■ Op te lossen opgaven
a - Beantwoord graag de volgende vragen over het vonnisfragment, elk op een eigen regel:
(i) In welke plaats is MEBA gevestigd?
(ii) Op welke datum vond de mondelinge behandeling plaats?
(iii) Wie is de gemachtigde van MEBA?
b - Schrijf het vonnisfragment verder, te beginnen na het laatste punt dat nu staat.

■ Documentfragment
▼
RECHTBANK OVERIJSSEL

Civiel recht
Kantonrechter
Zittingsplaats Zwolle
Zaaknummer: 10370864 \ CV EXPL 23-858
Vonnis van 10 oktober 2023
in de zaak van
[Partij A],
wonende in [woonplaats] ,
eisende partij in conventie, gedaagde partij in reconventie, hierna te noemen [Partij A] ,
gemachtigde: mr. H.B.Th. Koekkoek,
tegen
de besloten vennootschap
MEBA BEVEILIGINGEN B.V.,
gevestigd in Dedemsvaart en kantoorhoudende in Leek,
gedaagde partij in conventie, eisende partij in reconventie, hierna te noemen MEBA,
gemachtigde: mr. M. Walvius.

1.De procedure

1.1.
Het verloop van de procedure blijkt uit:
- het tussenvonnis van 23 mei 2023;
- de conclusie van antwoord in reconventie;
- de aanvullende producties 8 en 9 van de zijde van MEBA;
- de mondelinge behandeling van 4 september 2023, waarvan de griffier aantekeningen heeft gemaakt.
1.2.
Ten slotte heeft de kantonrechter bepaald dat vandaag vonnis zal worden gewezen.

2.Inleiding

2.1.
▲
■ Gegevensset
▼
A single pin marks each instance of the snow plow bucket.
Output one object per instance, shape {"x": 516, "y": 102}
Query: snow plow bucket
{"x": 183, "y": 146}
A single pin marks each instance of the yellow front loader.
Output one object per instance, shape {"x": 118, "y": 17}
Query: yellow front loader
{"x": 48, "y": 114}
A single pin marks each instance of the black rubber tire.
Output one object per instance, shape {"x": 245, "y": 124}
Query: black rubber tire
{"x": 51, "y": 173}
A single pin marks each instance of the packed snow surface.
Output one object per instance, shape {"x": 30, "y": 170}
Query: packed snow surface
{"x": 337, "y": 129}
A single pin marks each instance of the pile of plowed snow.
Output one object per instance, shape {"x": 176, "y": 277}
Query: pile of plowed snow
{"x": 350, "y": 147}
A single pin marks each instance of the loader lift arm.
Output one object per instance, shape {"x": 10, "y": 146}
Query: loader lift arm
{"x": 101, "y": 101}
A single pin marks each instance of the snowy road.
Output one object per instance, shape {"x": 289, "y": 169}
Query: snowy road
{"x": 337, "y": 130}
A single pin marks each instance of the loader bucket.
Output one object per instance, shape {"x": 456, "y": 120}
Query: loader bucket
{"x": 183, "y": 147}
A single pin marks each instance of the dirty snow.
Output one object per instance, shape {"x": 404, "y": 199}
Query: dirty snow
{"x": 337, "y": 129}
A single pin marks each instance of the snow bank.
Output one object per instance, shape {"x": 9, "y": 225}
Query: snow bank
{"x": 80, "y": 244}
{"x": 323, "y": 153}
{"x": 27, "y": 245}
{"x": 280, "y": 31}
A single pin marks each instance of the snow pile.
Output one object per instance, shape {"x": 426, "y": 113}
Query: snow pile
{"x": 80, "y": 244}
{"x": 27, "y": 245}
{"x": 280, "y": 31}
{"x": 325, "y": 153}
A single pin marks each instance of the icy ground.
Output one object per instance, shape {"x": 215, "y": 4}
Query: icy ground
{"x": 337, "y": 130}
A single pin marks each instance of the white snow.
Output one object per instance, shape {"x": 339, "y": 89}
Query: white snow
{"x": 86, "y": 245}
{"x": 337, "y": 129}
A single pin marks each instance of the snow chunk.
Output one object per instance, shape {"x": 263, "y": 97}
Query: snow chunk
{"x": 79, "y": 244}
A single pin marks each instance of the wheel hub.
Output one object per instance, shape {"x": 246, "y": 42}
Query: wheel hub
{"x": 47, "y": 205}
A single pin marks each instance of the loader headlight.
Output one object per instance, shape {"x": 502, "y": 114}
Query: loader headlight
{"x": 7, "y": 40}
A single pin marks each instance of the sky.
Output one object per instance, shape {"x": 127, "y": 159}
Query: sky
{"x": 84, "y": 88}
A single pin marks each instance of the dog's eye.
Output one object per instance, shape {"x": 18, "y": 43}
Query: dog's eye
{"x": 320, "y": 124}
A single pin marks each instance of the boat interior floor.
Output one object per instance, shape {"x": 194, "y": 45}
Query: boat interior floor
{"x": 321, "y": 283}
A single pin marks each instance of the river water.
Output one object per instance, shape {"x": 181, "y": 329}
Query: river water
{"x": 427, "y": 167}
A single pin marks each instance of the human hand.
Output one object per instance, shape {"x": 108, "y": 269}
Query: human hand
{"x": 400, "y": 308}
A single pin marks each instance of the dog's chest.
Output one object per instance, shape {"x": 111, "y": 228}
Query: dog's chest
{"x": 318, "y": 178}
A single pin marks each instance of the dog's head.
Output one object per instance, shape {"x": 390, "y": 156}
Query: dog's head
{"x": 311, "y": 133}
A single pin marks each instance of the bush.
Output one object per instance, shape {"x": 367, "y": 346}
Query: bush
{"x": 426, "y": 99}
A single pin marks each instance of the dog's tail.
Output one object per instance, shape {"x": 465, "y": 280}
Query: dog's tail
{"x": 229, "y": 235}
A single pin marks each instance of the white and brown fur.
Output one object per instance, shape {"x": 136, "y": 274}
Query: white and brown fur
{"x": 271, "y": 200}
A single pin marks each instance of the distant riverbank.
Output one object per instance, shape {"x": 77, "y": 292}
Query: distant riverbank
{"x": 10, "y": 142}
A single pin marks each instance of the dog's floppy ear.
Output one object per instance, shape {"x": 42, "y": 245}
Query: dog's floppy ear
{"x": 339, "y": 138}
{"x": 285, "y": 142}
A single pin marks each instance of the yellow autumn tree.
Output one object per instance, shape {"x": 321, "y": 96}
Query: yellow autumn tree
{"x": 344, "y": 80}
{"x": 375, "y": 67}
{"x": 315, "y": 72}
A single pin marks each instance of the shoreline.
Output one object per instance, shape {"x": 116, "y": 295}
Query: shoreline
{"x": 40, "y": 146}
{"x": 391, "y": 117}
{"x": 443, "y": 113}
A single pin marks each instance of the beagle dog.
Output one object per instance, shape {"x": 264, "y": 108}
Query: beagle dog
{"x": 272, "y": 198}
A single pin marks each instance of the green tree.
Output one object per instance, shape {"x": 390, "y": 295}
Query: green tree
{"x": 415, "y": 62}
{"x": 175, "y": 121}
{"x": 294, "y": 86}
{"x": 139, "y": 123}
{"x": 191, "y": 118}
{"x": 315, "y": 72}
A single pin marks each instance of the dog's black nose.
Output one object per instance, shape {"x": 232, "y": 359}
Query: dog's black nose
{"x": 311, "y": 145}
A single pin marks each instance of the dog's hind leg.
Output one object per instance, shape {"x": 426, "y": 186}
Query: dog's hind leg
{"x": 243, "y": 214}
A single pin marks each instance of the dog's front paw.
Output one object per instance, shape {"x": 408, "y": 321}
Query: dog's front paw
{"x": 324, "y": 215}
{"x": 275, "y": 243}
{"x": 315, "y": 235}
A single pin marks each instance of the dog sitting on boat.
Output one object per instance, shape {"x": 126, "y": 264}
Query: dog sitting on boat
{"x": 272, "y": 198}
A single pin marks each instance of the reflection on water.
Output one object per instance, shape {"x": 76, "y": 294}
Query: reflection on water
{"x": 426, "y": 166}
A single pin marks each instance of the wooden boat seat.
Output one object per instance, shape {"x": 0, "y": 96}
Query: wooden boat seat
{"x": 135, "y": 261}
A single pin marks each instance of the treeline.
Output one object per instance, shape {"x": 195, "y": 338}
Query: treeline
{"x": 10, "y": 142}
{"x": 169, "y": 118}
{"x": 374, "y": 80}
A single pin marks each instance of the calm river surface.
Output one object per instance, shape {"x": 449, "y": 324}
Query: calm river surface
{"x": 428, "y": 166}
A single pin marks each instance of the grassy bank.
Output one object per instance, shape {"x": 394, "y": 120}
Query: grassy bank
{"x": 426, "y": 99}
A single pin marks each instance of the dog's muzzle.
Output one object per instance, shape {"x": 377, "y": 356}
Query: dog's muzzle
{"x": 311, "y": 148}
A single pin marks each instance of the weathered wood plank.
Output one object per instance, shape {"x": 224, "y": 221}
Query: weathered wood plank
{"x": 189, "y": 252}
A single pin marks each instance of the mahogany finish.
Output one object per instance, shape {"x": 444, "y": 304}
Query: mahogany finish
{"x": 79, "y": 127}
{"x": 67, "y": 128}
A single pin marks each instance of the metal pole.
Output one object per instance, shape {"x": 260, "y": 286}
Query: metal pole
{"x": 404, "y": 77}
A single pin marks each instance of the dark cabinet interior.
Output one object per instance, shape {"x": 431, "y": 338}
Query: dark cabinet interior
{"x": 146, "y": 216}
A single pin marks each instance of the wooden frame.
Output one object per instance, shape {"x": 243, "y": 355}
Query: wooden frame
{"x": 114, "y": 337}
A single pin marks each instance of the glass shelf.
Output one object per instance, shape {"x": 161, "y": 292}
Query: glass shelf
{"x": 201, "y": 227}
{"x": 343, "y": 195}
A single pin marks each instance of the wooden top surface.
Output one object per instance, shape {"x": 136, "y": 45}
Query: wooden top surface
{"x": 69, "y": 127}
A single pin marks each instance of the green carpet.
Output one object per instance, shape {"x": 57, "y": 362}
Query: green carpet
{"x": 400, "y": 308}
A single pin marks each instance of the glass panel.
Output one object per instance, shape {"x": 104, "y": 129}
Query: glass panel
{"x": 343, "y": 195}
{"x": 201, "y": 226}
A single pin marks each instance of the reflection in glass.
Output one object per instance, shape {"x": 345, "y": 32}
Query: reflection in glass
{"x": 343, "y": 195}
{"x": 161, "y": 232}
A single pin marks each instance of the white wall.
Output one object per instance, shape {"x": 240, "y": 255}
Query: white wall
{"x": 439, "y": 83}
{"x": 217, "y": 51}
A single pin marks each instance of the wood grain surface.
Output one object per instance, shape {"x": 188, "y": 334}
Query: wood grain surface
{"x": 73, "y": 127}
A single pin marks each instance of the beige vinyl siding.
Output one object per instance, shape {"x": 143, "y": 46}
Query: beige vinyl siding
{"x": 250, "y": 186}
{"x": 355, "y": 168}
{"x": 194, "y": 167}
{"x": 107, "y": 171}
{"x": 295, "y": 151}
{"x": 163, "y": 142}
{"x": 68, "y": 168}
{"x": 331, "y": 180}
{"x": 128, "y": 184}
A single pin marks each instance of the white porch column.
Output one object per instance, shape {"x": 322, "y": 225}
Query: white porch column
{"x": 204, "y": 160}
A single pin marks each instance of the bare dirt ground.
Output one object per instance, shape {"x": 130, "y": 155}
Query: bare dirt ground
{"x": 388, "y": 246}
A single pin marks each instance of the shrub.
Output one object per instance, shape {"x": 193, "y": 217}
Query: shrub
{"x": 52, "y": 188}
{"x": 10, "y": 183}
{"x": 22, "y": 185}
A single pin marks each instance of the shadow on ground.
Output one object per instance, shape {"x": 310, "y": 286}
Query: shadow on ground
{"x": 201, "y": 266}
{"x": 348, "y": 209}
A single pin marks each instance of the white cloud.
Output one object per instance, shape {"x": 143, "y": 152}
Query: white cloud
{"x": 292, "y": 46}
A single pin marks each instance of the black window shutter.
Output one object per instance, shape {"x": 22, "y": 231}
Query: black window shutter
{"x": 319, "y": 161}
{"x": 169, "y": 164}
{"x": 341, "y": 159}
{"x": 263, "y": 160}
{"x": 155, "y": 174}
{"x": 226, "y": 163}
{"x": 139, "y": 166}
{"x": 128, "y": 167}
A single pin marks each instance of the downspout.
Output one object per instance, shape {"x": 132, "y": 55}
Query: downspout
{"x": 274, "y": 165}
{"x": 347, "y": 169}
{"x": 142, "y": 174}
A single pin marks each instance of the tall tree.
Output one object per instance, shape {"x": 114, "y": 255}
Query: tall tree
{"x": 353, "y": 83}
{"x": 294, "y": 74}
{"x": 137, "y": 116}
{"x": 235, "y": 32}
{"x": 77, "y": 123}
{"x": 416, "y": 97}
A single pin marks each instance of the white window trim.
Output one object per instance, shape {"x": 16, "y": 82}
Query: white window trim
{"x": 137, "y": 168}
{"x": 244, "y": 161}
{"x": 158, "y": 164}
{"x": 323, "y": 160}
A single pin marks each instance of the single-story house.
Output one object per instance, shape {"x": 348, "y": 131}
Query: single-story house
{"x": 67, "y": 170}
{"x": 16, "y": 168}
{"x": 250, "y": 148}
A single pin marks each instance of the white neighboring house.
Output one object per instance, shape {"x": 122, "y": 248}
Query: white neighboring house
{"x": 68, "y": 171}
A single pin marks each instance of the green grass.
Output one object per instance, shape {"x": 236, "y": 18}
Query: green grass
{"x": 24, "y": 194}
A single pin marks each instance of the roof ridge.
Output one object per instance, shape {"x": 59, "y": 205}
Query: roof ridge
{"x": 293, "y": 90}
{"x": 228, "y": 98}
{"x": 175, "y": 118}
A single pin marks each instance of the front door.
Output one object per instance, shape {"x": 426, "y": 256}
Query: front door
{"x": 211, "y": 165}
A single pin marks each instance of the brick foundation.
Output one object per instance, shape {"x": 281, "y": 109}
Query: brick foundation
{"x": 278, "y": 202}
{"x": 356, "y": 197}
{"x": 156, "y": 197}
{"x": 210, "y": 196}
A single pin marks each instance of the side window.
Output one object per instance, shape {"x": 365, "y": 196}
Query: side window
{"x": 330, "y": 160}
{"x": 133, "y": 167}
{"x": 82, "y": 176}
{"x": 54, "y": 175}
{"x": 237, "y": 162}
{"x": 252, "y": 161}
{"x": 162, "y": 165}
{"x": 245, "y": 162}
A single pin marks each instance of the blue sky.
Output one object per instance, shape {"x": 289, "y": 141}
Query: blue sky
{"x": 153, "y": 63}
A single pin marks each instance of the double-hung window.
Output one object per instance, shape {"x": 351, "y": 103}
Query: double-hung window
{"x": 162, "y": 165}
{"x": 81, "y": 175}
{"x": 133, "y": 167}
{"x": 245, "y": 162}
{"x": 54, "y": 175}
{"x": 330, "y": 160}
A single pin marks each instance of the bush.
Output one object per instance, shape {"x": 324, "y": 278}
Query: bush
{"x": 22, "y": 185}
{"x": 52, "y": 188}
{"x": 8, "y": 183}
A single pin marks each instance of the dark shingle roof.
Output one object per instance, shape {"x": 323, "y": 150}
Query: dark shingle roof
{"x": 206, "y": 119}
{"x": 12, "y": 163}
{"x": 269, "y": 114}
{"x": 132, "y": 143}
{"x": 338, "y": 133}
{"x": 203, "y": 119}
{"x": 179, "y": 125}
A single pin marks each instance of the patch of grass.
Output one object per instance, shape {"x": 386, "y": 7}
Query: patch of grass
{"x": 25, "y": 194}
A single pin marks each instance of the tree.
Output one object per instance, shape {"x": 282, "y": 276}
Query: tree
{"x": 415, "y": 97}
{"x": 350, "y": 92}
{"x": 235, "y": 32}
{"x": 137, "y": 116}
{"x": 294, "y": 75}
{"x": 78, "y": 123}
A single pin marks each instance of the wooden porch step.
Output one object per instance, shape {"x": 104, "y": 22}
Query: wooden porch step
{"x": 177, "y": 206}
▲
■ Eindresultaten
a -
(i) Dedemsvaart
(ii) 4 september 2023
(iii) mr. M. Walvius

b -
Deze zaak gaat in conventie over de vraag of [Partij A] recht heeft op uitbetaling van 15 vakantie-uren en een 13e maand. In reconventie gaat het om de vraag of [Partij A] het concurrentiebeding heeft geschonden en of [Partij A] zijn laptop op de juiste manier heeft ingeleverd, en of hij aansprakelijk is voor de schade die MEBA stelt daardoor te hebben geleden.
2.2.
De kantonrechter wijst de vorderingen in conventie toe. De vorderingen in reconventie worden afgewezen. In dit vonnis zal worden toegelicht hoe zij tot deze beslissingen is gekomen.
3. De feiten
3.1.
MEBA is een beveiligingsbedrijf. [Partij A] heeft van 2012 tot 2021 bij MEBA gewerkt als servicemonteur beveiligingsinstallaties. In de schriftelijke arbeidsovereenkomst stond onder andere:
“18.
In geval van beëindiging van het dienstverband - ongeacht de wijze waarop en de redenen waarom aan het dienstverband een einde is gekomen - zal werknemer op het eerste daartoe strekkende verzoek van de werkgever alle zich onder haar bevindende eigendommen, bescheiden, kopieën of andere zaken de werkgever of haar cliënten betreffende, een en ander in de ruimste zin des woords, ter beschikking stellen aan werkgever.
19.
Werknemer dient zich gedurende een termijn van twee jaren na beëindiging van het dienstverband te onthouden van het in enigerlei vorm doen van zaken, gelijk, gelijkwaardig of aanverwant aan die van werkgever, direct of indirect daarbij betrokken te zijn als ook financieel, in welke vorm dan ook daarbij belang te hebben, danwel direct of indirect bedoelde werkzaamheden te verrichten of daarin enig aandeel te hebben, ten behoeve van en/of in opdracht van cliënten of gewezen cliënten van werkgever.”
3.2.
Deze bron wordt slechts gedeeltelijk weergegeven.